**Arbeitsauftrag**
Wie lässt sich der Lesetext in drei Sätzen zusammenfassen?
── Lesetext ──
Umso erfrischender ist es, bei Dahmer u.a. zu lesen: "Die 
kapitalistische Krise ist Verwertungskrise; ihre letzte Ursache ist 
defizitaere Mehrwertproduktion. Sie ist in eins Manifestation und 
Korrektiv des tendenziellen Falls der Profitrate" (S. 335).
Der Stalinismus hat in der Sowjetunion der Revolution den Garaus 
gemacht und die internationale ArbeiterInnenbewegung an das "Moskauer 
Zentrum" gefesselt und so eine lange Serie von Niederlagen 
mitverursacht: Deutschland 1933, Spanien 1936 --1939, Griechenland am 
Ende des 2.Weltkriegs etc.
Trotzki und die Linksopposition nahmen die herkulische Herausforderung 
an, "gegen den Strom zu schwimmen". Bei aller revolutionaerer 
Zuversicht wagte Trotzki 1939 auch eine pessimistische Prognose. "Wenn 
das Weltproletariat wirklich unfaehig ist, die Mission zu erfuellen, 
die ihm der Gang der Geschichte auferlegt hat, dann waere offenbar ein 
neues 'minimales' Programm notwendig -- zum Schutz der Interessen der 
Sklaven einer totalitaeren buerokratischen Gesellschaft" (S 385).
───
── Bereitgestellte Daten ──
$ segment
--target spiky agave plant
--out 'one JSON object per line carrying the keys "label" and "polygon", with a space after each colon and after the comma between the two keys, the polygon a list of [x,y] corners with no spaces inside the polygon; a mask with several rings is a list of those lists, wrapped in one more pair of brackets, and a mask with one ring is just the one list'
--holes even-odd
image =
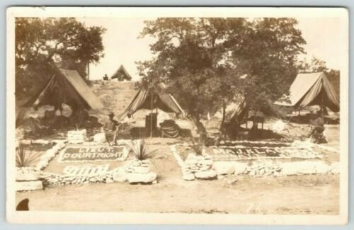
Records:
{"label": "spiky agave plant", "polygon": [[139,161],[152,159],[157,155],[157,149],[150,151],[144,139],[133,141],[130,144],[130,153]]}
{"label": "spiky agave plant", "polygon": [[34,166],[39,161],[41,154],[40,151],[33,151],[32,148],[20,144],[16,147],[16,167],[21,168]]}

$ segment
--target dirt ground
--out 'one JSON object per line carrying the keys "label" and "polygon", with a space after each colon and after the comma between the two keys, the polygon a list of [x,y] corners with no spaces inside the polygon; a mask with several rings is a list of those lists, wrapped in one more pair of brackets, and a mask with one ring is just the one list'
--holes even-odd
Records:
{"label": "dirt ground", "polygon": [[[159,175],[157,184],[67,185],[18,192],[16,202],[29,198],[31,210],[338,214],[338,175],[227,176],[214,180],[185,181],[169,149],[169,145],[176,141],[153,140],[154,148],[160,152],[159,156],[153,159],[156,166],[153,170]],[[338,157],[330,159],[338,161]],[[53,163],[50,167],[60,166]]]}

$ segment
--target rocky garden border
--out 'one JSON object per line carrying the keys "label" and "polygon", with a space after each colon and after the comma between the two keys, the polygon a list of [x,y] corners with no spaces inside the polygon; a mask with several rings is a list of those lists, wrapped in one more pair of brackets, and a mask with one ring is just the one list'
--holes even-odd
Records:
{"label": "rocky garden border", "polygon": [[[275,162],[272,159],[253,159],[252,161],[246,159],[232,161],[212,161],[210,156],[207,154],[195,156],[192,153],[189,154],[185,160],[183,161],[177,149],[178,146],[182,146],[188,147],[188,145],[185,143],[178,144],[171,146],[171,150],[178,164],[181,168],[183,179],[185,180],[194,180],[196,178],[219,178],[226,175],[249,175],[251,176],[261,177],[339,173],[339,163],[338,162],[329,165],[322,161]],[[292,145],[294,147],[295,146]],[[302,146],[302,147],[304,148],[304,146]],[[312,149],[312,146],[307,146],[306,148]],[[200,161],[202,161],[201,163],[198,161],[198,159]],[[192,159],[191,161],[190,159]],[[210,161],[208,161],[209,164],[207,166],[202,164],[202,161],[205,160]],[[198,178],[195,175],[195,173],[202,171],[203,170],[208,171],[205,174],[210,176],[210,177]],[[215,173],[212,173],[212,174],[210,173],[212,171]]]}

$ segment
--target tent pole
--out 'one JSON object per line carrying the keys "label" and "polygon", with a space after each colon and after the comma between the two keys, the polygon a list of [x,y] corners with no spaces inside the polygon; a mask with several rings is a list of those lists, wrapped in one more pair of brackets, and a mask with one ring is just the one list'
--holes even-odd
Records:
{"label": "tent pole", "polygon": [[154,113],[154,108],[153,107],[153,100],[152,100],[152,91],[151,92],[151,97],[152,97],[152,111],[151,111],[151,115],[150,115],[150,139],[152,138],[152,113]]}

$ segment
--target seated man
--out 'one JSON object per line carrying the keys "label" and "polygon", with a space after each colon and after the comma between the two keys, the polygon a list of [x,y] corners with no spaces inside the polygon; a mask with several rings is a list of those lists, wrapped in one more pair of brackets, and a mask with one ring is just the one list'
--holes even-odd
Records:
{"label": "seated man", "polygon": [[112,143],[115,144],[120,123],[113,119],[114,113],[113,112],[108,114],[108,120],[103,124],[102,131],[105,132],[105,139],[108,143],[110,141],[112,141]]}

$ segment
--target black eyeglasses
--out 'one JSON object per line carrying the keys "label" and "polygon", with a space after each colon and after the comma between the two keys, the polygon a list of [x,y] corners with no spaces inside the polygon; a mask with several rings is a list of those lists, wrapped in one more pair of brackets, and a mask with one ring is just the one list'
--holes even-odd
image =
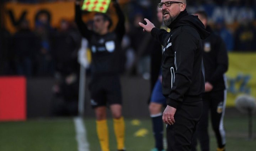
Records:
{"label": "black eyeglasses", "polygon": [[165,6],[166,7],[169,7],[171,5],[173,4],[174,3],[181,3],[183,4],[181,2],[180,2],[178,1],[166,1],[165,2],[160,2],[160,3],[158,4],[158,7],[159,8],[162,8],[162,6],[164,5],[164,4],[165,5]]}

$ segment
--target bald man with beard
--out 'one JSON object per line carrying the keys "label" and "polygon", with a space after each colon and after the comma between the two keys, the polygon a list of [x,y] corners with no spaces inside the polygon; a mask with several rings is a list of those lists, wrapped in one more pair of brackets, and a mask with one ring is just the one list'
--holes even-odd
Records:
{"label": "bald man with beard", "polygon": [[163,46],[162,93],[167,105],[162,119],[166,124],[167,151],[191,150],[191,140],[200,118],[204,82],[202,70],[202,39],[209,33],[197,17],[189,15],[186,0],[162,0],[164,24],[168,33],[148,19],[139,23]]}

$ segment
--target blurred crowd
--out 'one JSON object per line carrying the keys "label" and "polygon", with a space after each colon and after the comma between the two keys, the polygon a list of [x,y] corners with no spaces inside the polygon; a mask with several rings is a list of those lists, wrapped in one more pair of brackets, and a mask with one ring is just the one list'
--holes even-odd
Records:
{"label": "blurred crowd", "polygon": [[[10,1],[38,3],[74,0],[4,1]],[[152,6],[152,0],[129,1],[123,7],[127,21],[127,34],[122,44],[123,55],[120,57],[123,58],[120,63],[121,70],[124,73],[141,75],[148,79],[150,54],[155,48],[151,44],[153,40],[143,32],[138,23],[143,22],[144,18],[154,21],[156,17],[152,10],[156,10],[156,7]],[[196,10],[206,10],[209,15],[210,24],[225,41],[228,51],[256,51],[256,1],[187,1],[190,6],[188,11],[193,13]],[[229,7],[236,8],[236,11],[227,9]],[[81,37],[75,23],[63,19],[59,28],[54,28],[50,23],[49,15],[42,13],[38,16],[33,30],[26,20],[19,22],[17,32],[14,34],[4,28],[1,29],[1,74],[54,76],[60,80],[61,77],[77,74],[78,51]],[[156,23],[159,27],[159,24]]]}
{"label": "blurred crowd", "polygon": [[[4,0],[2,2],[35,3],[57,1],[74,0]],[[127,33],[121,50],[121,72],[123,74],[149,79],[150,54],[158,48],[154,44],[154,40],[143,32],[138,23],[143,22],[144,18],[146,18],[155,20],[154,23],[160,27],[160,24],[155,21],[157,21],[155,13],[155,0],[128,1],[122,6],[127,22]],[[188,11],[191,13],[200,9],[206,11],[211,21],[210,24],[223,38],[228,51],[256,52],[256,0],[187,1],[190,6]],[[55,28],[51,25],[50,16],[47,13],[41,13],[37,18],[33,30],[26,20],[19,22],[17,32],[13,34],[2,27],[0,75],[24,75],[28,78],[54,77],[56,82],[52,91],[57,104],[55,106],[66,105],[59,99],[62,98],[66,100],[66,102],[73,104],[68,105],[74,106],[68,109],[71,110],[69,112],[76,112],[79,72],[78,54],[81,46],[81,35],[74,21],[63,19],[59,27]],[[90,74],[90,69],[88,70]],[[64,106],[61,110],[65,108]],[[56,108],[54,111],[62,112]]]}
{"label": "blurred crowd", "polygon": [[[10,1],[38,3],[74,0],[4,0]],[[256,1],[187,1],[190,6],[188,10],[190,13],[196,9],[207,11],[210,24],[225,41],[228,51],[256,51]],[[142,31],[138,23],[143,22],[144,18],[154,20],[155,16],[152,10],[156,8],[152,4],[149,0],[130,0],[123,7],[127,22],[127,34],[123,40],[123,55],[121,56],[123,58],[121,63],[121,70],[129,75],[142,75],[146,79],[150,77],[150,55],[155,48],[151,45],[153,40]],[[230,12],[225,8],[229,6],[241,8],[236,9],[239,15],[234,10],[229,13]],[[1,74],[59,77],[78,72],[77,52],[81,37],[75,24],[63,19],[59,28],[55,28],[50,23],[49,14],[42,14],[36,21],[33,30],[26,20],[19,22],[14,34],[1,29]]]}

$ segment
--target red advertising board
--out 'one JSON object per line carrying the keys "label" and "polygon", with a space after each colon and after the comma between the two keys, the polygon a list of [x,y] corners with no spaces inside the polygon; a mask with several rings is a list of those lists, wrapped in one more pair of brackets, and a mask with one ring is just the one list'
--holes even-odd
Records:
{"label": "red advertising board", "polygon": [[26,94],[25,77],[0,77],[0,121],[26,119]]}

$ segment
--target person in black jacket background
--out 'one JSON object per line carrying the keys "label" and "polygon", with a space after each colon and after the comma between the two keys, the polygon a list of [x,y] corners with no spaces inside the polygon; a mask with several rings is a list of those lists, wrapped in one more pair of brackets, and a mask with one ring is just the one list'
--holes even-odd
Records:
{"label": "person in black jacket background", "polygon": [[223,40],[207,25],[206,13],[198,11],[194,14],[198,16],[206,27],[206,30],[211,34],[202,41],[205,91],[203,95],[203,113],[195,133],[192,150],[196,150],[197,137],[200,141],[202,150],[209,150],[208,128],[210,110],[212,125],[218,145],[217,151],[223,151],[225,150],[226,144],[223,120],[226,98],[226,79],[224,74],[228,70],[228,53]]}
{"label": "person in black jacket background", "polygon": [[121,41],[125,33],[124,17],[118,5],[112,0],[118,18],[114,30],[110,32],[112,20],[107,14],[96,13],[93,30],[82,20],[79,4],[75,6],[75,21],[82,35],[89,43],[92,52],[91,81],[89,86],[91,103],[96,114],[96,129],[102,151],[109,151],[106,119],[109,106],[113,118],[118,151],[124,150],[124,122],[122,114],[122,95],[119,79]]}
{"label": "person in black jacket background", "polygon": [[185,0],[162,0],[164,24],[170,33],[156,28],[147,19],[139,23],[164,46],[162,92],[167,106],[163,121],[167,124],[168,151],[190,151],[193,133],[202,113],[204,83],[202,70],[201,39],[209,33],[198,17],[188,15]]}

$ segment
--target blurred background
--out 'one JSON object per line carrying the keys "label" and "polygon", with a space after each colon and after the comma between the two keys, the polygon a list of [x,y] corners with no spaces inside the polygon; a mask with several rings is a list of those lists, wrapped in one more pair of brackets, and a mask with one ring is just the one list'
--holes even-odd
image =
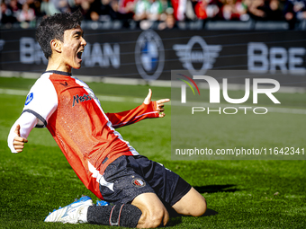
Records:
{"label": "blurred background", "polygon": [[[117,29],[183,29],[184,22],[285,22],[287,29],[304,28],[305,0],[2,0],[1,28],[35,28],[43,17],[81,8],[86,25],[116,23]],[[93,23],[98,22],[98,23]]]}
{"label": "blurred background", "polygon": [[87,46],[74,75],[87,81],[169,85],[174,69],[306,72],[306,0],[1,0],[0,75],[39,77],[47,59],[35,28],[78,8]]}

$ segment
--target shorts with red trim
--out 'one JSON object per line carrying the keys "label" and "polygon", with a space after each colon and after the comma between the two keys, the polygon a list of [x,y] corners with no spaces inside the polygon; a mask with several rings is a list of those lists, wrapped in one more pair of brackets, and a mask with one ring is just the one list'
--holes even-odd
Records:
{"label": "shorts with red trim", "polygon": [[130,203],[142,193],[153,192],[172,207],[190,189],[191,185],[163,164],[142,155],[121,156],[110,163],[103,175],[107,185],[100,185],[105,201]]}

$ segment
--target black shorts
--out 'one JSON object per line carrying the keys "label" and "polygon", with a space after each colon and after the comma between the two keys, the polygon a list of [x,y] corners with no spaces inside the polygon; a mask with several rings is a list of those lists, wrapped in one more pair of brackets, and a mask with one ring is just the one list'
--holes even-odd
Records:
{"label": "black shorts", "polygon": [[176,173],[142,155],[119,157],[107,166],[103,177],[108,185],[100,185],[100,192],[104,200],[115,205],[153,192],[164,205],[172,207],[192,188]]}

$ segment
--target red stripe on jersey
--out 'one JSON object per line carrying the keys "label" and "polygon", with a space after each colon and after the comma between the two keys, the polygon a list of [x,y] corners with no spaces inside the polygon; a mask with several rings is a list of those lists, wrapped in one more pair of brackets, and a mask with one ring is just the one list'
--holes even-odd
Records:
{"label": "red stripe on jersey", "polygon": [[89,171],[88,162],[103,175],[107,165],[115,159],[132,154],[132,147],[122,139],[110,121],[123,126],[124,122],[127,125],[145,118],[157,117],[158,113],[153,112],[156,104],[143,104],[131,110],[106,116],[94,101],[94,95],[77,84],[76,79],[52,74],[50,80],[58,101],[47,128],[82,182],[103,199],[99,183]]}

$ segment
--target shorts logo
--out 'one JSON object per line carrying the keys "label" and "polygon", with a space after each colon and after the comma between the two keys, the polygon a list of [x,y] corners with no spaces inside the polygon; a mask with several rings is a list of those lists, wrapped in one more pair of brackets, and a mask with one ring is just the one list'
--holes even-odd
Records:
{"label": "shorts logo", "polygon": [[25,105],[28,105],[34,98],[33,92],[31,92],[28,94],[26,100],[25,100]]}
{"label": "shorts logo", "polygon": [[132,184],[138,188],[146,186],[146,182],[142,179],[134,179],[132,181]]}

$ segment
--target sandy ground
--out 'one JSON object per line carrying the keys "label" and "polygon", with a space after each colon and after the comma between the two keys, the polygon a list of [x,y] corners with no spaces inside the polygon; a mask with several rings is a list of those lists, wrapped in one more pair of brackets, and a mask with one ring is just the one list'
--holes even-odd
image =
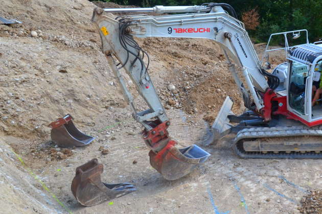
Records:
{"label": "sandy ground", "polygon": [[[242,159],[234,154],[233,136],[228,136],[203,147],[212,155],[182,179],[167,181],[150,166],[142,128],[131,119],[100,52],[99,37],[89,21],[94,7],[85,0],[14,0],[0,9],[0,15],[24,22],[0,26],[0,213],[298,213],[307,191],[321,188],[322,160]],[[32,37],[31,31],[37,37]],[[243,110],[223,56],[212,42],[138,42],[150,55],[149,73],[178,147],[200,145],[209,128],[202,119],[211,123],[226,96],[234,99],[236,113]],[[257,47],[259,52],[263,48]],[[273,64],[281,62],[280,56],[272,57]],[[169,85],[176,90],[170,91]],[[144,109],[141,102],[136,105]],[[51,142],[47,125],[67,113],[96,139],[61,159],[51,154],[60,148]],[[101,146],[109,153],[102,154]],[[93,158],[104,165],[103,181],[131,182],[137,191],[109,202],[112,204],[79,205],[71,183],[76,168]]]}

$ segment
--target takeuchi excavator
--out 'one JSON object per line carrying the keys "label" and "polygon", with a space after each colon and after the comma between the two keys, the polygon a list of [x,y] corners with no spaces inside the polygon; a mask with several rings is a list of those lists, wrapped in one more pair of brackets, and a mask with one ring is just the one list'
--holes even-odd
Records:
{"label": "takeuchi excavator", "polygon": [[[116,12],[167,14],[116,17],[110,13]],[[306,30],[271,35],[263,56],[282,50],[287,62],[269,72],[269,62],[260,60],[244,24],[226,4],[96,8],[91,20],[133,117],[144,127],[142,135],[150,149],[150,164],[166,179],[188,174],[210,154],[196,145],[181,149],[175,146],[176,141],[167,131],[170,122],[149,76],[148,55],[134,37],[205,38],[220,46],[247,111],[241,115],[234,114],[233,102],[227,97],[212,126],[212,136],[204,144],[235,133],[234,149],[242,158],[322,158],[322,108],[319,104],[312,106],[312,84],[319,81],[322,70],[322,44],[310,43]],[[306,34],[306,43],[289,46],[289,36],[296,39],[301,34]],[[285,46],[269,49],[271,38],[276,35],[283,37]],[[135,84],[148,109],[137,111],[121,69]]]}

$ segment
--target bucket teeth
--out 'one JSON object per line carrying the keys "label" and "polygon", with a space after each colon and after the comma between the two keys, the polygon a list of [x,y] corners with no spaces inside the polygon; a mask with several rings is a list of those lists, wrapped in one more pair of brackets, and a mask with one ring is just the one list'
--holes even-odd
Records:
{"label": "bucket teeth", "polygon": [[77,201],[91,206],[119,198],[135,191],[135,185],[129,183],[109,184],[101,180],[103,165],[94,158],[76,168],[72,182],[72,192]]}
───
**Antwort**
Laut Dahmer u.a. ist die kapitalistische Krise eine Verwertungskrise, deren letzte Ursache eine defizitäre Mehrwertproduktion ist. Der Stalinismus hat in der Sowjetunion die Revolution beendet und die internationale Arbeiter*innenbewegung an das „Moskauer Zentrum“ gefesselt, was Niederlagen wie in Deutschland 1933, Spanien 1936–1939 und Griechenland am Ende des Zweiten Weltkriegs mitverursachte. Trotzki und die Linksopposition schwammen „gegen den Strom“, und 1939 prognostizierte Trotzki, dass ein neues „minimales“ Programm zum Schutz der Sklaven einer totalitären bürokratischen Gesellschaft nötig wäre, falls das Weltproletariat seine Mission nicht erfüllen könne.